## START
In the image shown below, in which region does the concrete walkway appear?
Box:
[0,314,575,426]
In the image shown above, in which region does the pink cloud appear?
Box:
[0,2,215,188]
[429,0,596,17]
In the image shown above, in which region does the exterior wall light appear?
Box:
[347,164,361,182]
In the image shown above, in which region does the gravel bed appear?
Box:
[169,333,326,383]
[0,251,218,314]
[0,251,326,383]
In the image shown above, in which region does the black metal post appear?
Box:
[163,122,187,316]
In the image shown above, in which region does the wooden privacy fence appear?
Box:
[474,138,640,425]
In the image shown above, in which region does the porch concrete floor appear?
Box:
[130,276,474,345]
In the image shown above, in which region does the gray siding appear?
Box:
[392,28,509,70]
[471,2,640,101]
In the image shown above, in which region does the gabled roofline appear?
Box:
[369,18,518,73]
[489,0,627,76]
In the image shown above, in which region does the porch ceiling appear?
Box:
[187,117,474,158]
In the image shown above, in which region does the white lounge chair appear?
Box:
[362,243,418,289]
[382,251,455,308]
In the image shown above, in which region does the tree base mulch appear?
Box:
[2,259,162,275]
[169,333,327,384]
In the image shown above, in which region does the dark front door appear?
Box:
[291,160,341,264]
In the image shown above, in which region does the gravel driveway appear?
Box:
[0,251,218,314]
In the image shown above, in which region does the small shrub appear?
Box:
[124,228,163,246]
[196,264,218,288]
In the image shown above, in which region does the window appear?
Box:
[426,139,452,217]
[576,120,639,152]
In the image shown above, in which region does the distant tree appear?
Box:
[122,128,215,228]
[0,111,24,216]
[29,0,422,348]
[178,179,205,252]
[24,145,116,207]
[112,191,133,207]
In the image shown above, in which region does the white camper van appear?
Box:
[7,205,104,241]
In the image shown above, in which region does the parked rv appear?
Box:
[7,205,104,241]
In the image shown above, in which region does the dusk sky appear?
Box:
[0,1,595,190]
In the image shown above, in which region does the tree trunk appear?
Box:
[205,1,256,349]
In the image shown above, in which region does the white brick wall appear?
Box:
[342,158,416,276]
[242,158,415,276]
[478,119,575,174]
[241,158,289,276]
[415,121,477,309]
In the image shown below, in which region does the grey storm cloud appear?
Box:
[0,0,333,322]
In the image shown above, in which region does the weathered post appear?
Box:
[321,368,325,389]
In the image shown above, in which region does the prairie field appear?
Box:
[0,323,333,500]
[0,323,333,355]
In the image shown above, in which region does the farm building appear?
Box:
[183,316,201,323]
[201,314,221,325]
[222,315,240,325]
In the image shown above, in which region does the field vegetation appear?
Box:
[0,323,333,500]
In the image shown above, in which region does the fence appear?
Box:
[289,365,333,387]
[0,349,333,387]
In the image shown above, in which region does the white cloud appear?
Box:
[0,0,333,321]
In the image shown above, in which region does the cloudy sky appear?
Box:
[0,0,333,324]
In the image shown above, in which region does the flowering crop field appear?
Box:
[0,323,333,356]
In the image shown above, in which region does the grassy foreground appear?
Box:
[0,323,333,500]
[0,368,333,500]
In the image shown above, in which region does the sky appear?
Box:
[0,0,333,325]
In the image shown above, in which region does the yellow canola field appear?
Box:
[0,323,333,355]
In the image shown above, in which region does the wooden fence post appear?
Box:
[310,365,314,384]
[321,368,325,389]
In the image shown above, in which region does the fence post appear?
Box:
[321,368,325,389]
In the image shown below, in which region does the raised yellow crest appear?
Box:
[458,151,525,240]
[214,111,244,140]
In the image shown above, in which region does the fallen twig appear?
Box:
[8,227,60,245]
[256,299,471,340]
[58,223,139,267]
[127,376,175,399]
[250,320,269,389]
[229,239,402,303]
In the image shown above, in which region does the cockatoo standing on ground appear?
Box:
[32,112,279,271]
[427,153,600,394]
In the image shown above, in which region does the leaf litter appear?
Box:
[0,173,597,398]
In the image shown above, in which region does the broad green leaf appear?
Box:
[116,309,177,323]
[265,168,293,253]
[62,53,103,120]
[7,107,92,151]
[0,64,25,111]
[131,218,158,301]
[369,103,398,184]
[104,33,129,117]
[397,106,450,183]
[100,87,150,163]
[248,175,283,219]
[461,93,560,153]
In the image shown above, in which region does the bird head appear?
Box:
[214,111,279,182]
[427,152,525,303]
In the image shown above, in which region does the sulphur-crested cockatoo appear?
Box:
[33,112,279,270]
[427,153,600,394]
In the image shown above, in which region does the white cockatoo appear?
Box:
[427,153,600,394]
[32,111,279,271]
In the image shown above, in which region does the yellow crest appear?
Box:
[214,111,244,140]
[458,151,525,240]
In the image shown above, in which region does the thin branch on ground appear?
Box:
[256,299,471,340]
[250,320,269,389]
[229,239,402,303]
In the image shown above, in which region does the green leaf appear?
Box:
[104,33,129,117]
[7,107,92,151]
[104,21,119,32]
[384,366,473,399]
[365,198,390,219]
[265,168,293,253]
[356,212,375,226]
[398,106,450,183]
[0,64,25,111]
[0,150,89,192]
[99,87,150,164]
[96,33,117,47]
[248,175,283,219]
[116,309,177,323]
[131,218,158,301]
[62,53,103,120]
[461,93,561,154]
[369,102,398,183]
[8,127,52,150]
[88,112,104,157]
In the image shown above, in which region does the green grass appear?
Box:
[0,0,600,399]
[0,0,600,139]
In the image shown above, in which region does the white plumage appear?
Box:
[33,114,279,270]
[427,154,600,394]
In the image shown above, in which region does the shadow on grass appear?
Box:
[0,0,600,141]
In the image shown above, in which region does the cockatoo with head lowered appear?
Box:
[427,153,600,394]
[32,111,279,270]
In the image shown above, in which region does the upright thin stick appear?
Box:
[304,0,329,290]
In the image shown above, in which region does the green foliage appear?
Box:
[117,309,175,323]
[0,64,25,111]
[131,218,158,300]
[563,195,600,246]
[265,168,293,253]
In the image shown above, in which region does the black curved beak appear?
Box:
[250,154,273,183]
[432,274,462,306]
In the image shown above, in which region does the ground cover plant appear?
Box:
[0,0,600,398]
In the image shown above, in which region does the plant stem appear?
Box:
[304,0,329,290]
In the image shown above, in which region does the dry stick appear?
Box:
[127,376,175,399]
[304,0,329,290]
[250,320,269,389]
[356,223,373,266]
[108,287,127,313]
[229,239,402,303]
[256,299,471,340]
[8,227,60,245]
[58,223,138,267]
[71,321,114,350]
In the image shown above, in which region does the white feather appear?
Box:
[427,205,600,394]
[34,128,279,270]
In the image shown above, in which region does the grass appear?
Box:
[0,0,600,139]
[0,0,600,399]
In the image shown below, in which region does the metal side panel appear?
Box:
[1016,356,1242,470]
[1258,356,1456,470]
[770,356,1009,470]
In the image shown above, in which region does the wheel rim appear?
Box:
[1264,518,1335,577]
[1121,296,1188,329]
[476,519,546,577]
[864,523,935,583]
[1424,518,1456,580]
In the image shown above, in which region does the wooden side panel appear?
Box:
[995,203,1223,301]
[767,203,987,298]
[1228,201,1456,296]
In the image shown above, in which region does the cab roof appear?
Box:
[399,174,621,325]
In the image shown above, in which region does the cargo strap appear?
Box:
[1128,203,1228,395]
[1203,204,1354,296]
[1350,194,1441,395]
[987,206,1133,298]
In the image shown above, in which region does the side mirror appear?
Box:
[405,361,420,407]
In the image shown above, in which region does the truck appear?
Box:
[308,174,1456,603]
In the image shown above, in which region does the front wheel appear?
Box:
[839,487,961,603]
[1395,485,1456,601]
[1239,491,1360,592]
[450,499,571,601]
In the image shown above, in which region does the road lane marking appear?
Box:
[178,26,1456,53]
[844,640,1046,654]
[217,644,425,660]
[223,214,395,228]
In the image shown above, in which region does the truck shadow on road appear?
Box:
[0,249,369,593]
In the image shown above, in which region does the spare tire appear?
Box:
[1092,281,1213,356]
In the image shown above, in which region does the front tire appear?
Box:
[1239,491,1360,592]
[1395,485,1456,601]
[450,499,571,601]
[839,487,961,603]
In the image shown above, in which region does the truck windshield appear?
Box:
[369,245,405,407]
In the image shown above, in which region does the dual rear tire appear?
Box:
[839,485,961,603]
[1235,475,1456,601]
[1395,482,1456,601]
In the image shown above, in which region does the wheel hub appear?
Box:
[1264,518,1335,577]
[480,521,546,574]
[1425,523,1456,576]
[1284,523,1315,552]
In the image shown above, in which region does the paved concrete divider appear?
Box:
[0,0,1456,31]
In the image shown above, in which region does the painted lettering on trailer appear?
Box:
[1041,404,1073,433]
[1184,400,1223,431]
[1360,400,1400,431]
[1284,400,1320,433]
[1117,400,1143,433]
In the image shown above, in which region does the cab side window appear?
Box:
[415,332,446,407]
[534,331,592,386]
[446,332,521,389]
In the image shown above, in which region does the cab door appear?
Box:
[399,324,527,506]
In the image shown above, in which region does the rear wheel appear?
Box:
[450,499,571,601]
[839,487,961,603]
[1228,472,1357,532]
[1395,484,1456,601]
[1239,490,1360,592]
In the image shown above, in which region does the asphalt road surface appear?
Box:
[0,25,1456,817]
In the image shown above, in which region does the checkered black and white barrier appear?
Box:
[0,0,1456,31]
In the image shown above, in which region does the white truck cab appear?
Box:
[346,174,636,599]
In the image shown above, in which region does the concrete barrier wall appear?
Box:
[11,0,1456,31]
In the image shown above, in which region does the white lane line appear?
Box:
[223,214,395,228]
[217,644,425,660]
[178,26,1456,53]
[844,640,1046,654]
## END
### What needs to be done
Reproduce the material above word for word, starting at its first line and ending at the line that contains "[0,251,326,383]", with both of those lines included.

### Written solution
In the image shown below, in which region does the concrete walkway appear?
Box:
[0,314,575,426]
In the image shown above, in which region does the pink cloud appear?
Box:
[0,2,215,188]
[429,0,596,17]
In the image shown above, in which region does the exterior wall light appear?
Box:
[347,164,361,182]
In the image shown above, in which region does the gravel bed appear?
Box:
[169,333,326,383]
[0,251,218,314]
[0,251,326,383]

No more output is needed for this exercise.